> **ENTRIES SUPPLIED**:
* * * * *

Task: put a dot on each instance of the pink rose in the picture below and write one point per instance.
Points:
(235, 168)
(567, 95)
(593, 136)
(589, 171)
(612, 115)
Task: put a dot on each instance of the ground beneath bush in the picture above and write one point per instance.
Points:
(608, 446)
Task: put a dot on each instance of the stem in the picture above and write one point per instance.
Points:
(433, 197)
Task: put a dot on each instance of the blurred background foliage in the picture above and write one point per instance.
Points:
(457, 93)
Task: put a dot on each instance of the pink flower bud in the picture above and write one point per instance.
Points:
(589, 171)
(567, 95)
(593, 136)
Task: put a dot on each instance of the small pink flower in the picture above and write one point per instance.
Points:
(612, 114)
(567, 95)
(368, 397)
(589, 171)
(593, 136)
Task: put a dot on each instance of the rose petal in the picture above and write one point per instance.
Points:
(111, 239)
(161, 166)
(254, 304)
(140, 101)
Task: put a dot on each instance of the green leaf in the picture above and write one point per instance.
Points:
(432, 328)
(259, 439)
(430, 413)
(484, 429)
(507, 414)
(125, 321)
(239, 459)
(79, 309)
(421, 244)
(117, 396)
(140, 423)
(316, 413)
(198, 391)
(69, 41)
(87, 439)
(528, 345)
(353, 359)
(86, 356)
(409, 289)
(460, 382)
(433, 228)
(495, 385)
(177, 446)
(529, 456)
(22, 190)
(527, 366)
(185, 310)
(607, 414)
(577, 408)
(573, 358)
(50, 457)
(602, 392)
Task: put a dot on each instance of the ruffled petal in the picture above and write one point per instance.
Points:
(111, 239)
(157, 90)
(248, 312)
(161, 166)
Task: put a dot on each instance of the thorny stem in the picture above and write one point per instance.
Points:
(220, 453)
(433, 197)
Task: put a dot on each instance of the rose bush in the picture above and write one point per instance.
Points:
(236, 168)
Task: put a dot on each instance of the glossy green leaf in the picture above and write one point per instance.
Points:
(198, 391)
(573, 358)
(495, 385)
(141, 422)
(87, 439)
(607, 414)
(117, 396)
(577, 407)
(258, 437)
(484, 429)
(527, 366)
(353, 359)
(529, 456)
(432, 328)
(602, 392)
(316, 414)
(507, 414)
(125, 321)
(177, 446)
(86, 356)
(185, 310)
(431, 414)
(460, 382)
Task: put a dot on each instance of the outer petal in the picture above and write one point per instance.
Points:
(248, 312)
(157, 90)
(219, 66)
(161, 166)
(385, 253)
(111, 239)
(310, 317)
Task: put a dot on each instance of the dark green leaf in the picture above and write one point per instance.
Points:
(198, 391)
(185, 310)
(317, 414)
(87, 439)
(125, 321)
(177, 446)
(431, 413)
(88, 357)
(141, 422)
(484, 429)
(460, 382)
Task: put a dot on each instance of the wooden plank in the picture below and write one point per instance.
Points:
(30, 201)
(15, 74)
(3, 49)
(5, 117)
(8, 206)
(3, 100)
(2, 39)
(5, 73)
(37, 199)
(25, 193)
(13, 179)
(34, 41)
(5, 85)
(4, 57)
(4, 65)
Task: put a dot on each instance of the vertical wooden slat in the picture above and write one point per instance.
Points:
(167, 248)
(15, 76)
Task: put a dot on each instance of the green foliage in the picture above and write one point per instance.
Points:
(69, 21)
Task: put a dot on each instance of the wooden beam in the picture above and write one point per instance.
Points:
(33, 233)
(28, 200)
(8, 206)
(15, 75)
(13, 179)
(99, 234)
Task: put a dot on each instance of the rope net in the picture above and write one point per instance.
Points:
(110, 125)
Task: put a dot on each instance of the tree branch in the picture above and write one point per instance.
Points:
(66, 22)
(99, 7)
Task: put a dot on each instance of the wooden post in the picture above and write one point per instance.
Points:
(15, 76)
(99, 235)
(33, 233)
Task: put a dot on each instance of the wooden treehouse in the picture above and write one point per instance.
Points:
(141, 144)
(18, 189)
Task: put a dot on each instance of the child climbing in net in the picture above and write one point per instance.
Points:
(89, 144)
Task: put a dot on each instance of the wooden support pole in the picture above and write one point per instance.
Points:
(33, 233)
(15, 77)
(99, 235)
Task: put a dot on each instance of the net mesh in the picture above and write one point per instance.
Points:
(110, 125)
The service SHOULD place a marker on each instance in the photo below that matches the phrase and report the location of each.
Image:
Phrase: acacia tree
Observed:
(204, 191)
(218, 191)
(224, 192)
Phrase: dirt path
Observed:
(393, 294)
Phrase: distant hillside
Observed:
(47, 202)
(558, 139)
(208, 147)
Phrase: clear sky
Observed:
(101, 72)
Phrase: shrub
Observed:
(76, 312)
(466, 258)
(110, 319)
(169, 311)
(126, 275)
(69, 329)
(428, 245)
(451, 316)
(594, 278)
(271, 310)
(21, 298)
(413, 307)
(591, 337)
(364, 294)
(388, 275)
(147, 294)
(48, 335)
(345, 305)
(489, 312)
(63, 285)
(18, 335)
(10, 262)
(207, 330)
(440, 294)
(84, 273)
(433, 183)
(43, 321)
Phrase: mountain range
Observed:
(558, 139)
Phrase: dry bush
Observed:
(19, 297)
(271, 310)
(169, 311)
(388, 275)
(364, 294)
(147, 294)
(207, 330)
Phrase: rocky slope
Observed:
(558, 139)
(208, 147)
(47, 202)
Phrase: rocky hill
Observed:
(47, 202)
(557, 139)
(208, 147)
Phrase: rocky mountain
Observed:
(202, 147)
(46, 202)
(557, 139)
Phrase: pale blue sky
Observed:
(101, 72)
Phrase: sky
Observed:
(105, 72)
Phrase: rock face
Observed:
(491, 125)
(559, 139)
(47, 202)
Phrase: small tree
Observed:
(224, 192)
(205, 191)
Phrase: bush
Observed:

* * * * *

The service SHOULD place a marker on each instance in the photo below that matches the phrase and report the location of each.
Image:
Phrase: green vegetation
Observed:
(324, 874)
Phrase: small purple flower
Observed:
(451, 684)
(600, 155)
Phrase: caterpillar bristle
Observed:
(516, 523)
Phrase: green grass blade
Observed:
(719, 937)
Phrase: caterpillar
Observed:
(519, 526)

* * * * *

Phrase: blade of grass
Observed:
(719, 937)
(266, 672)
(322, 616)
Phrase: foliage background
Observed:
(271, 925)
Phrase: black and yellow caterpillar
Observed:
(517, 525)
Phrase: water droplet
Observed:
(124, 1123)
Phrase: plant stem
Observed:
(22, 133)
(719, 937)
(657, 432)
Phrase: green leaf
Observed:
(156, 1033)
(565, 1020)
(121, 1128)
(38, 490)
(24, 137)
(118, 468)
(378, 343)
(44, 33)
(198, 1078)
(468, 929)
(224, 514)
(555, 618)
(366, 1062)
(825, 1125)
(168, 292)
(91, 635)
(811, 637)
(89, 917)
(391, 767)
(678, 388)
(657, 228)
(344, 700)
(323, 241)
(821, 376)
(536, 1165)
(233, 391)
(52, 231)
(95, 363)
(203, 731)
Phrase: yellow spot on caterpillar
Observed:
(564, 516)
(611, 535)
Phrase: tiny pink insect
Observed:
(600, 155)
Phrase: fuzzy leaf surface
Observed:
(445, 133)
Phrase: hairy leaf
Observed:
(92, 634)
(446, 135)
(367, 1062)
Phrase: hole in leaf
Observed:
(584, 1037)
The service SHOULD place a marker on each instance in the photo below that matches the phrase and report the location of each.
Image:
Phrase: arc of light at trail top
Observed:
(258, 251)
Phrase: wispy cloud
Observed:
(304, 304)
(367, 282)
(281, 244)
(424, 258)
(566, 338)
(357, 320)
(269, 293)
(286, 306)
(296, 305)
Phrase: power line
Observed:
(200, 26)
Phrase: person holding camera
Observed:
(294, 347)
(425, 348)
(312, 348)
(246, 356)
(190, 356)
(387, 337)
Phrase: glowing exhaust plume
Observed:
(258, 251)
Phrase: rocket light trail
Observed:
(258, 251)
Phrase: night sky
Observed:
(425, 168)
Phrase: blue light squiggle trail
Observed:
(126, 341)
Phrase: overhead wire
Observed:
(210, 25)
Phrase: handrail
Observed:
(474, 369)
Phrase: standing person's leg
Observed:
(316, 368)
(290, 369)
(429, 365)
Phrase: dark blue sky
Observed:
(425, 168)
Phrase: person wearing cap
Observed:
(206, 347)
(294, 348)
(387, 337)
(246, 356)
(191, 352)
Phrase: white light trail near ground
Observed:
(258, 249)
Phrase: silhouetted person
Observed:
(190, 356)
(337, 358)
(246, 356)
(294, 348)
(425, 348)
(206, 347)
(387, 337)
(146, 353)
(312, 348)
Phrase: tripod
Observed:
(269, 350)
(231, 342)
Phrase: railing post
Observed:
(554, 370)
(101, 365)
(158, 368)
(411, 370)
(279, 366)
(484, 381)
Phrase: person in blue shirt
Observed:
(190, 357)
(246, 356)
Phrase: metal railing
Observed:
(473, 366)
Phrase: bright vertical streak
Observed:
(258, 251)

* * * * *

> **REQUIRED TASK**: Print the stretch of the records from the line containing "Phrase: yellow spot on caterpillar" through the line containing "(584, 1037)", reproducing every line without change.

> **THE RESPONSE**:
Phrase: yellow spot on caterpillar
Observed:
(564, 516)
(611, 535)
Phrase: tiny pink insect
Observed:
(600, 155)
Phrase: fuzzy leaf surface
Observed:
(445, 133)
Phrase: hairy leaf
Observed:
(92, 634)
(446, 135)
(367, 1062)
Phrase: hole in leaf
Observed:
(584, 1037)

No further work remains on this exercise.